• **Textauszug**:

--------------------------------

Die Verluste, die das römische Heer hinnehmen musste, werden auf römischer Seite kaum erwähnt. Dass der Aufstand für Rom jedoch kein nebensächliches Ereignis am Rande des Imperiums war, ist in dieser Zeit z. B. am Weglassen der üblichen Grußformel von Kommandanten des Heeres an den Senat abzulesen: „Wenn Ihr und Eure Kinder gesund seid, dann ist es gut. Wir und das Heer sind gesund“ (Cassius Dio, Römische Geschichte 69,14,2). Erst als Kaiser Hadrian dem bewährten Feldherrn Julius Severus das Kommando übertrug, gelang es den Römern, den Aufstand in Judäa niederzuschlagen. Im Jahr 135 n. Chr. wurde Shimeon Ben Kosiba in der Festung Bethar nahe Jerusalem, an seinem letzten Rückzugsort, getötet. Rabbi Akiba und die anderen Aufständischen wurden hingerichtet.

--------------------------------

[Eine Reihe von Daten]

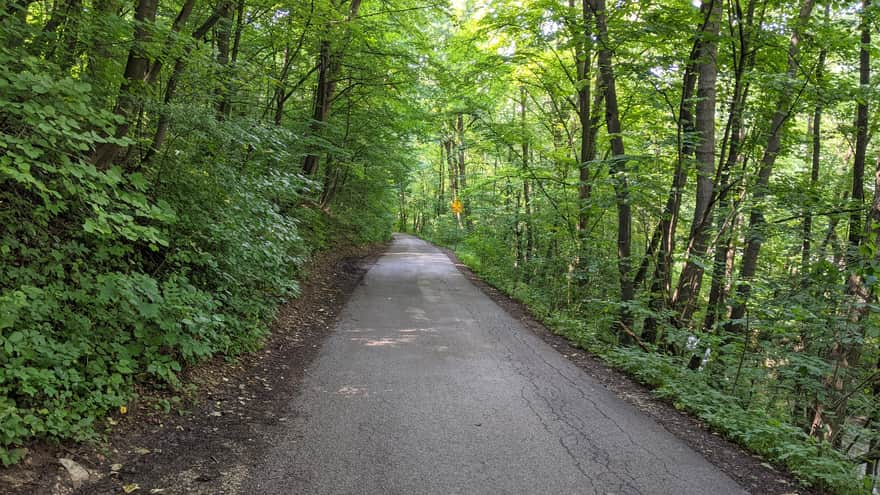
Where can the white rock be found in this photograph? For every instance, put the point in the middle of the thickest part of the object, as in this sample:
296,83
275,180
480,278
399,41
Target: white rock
77,473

--------------------------------

• **Aufgaben**:
1. Beantworte anhand des Textauszugs diese drei Fragen:
(a) Wem gab Kaiser Hadrian das Kommando?
(b) In welchem Jahr wurde Shimeon Ben Kosiba getötet?
(c) Wo lag sein letzter Rückzugsort?
2. Zähle alle Personen auf, die im Textauszug mit Namen genannt werden.

• **Erwartete Antworten**:
1.
(a) Dem Feldherrn Julius Severus.
(b) Im Jahr 135 n. Chr.
(c) In der Festung Bethar nahe Jerusalem.

2. Cassius Dio, Kaiser Hadrian, Julius Severus, Shimeon Ben Kosiba, Rabbi Akiba